(Image point grounding data)
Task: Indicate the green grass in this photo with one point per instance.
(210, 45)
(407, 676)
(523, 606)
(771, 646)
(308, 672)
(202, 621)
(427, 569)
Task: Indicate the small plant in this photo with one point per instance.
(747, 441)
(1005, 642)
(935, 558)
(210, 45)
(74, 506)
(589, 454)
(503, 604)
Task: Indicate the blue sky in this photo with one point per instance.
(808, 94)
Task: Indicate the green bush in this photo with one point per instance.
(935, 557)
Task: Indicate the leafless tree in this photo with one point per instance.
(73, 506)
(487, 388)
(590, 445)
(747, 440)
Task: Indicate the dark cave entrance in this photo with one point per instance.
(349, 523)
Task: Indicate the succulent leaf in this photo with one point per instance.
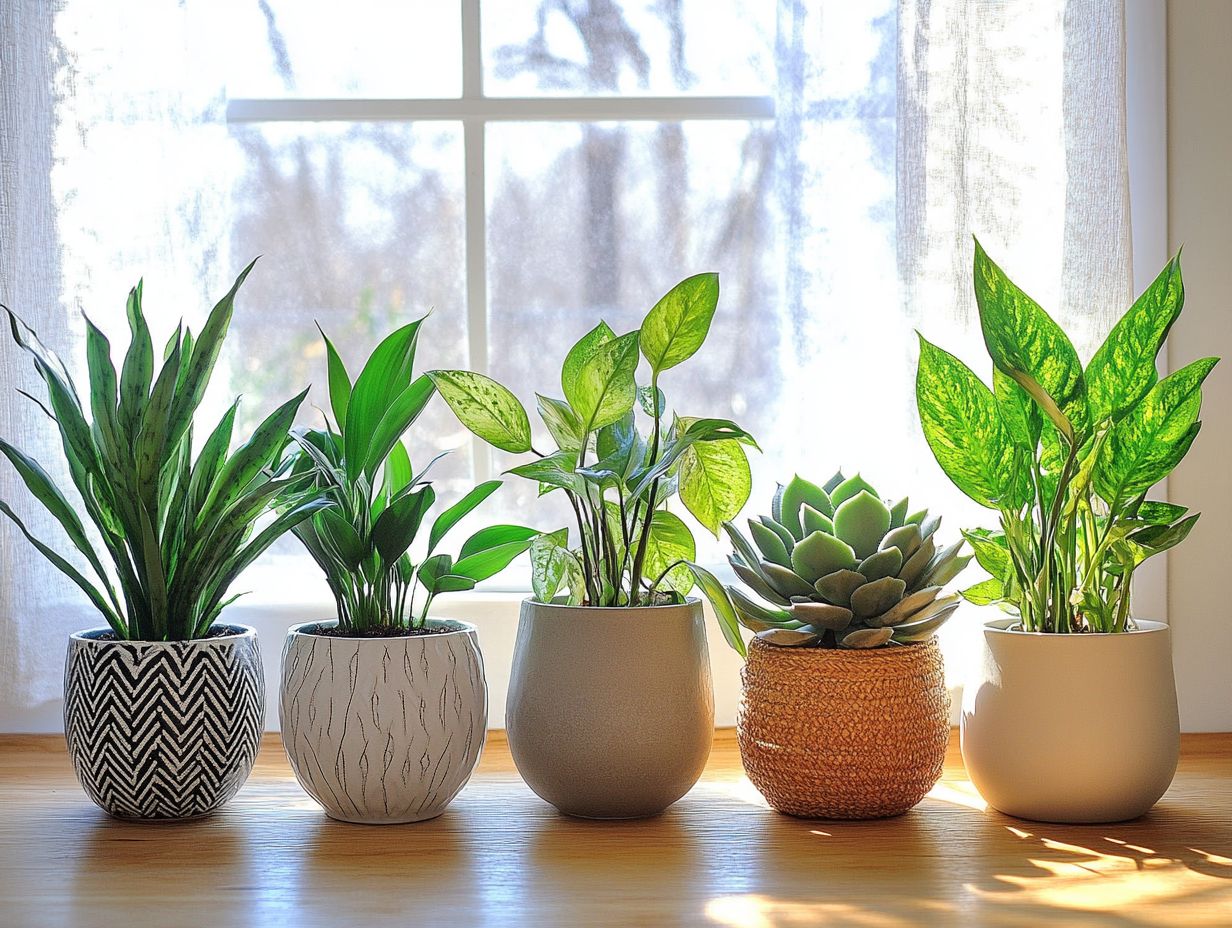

*Work to be completed*
Pick up at the line that holds "Task: Indicate the blue" and restate each line, word for word, through the last line of the entries. Include both end lines but none of the pictures.

*Answer section*
Task: Indicate the blue sky in this photo with one point per instance.
(808, 94)
Task: Indicate the green bush in this photo with one point per instance.
(935, 557)
Task: Indicate the leafless tree in this photo with one point per instance.
(73, 506)
(487, 388)
(590, 445)
(747, 440)
Task: Indicate the dark cave entrance in this photo with one point per instance.
(349, 523)
Task: Indicate the succulent leaf in this photo with one point per instance.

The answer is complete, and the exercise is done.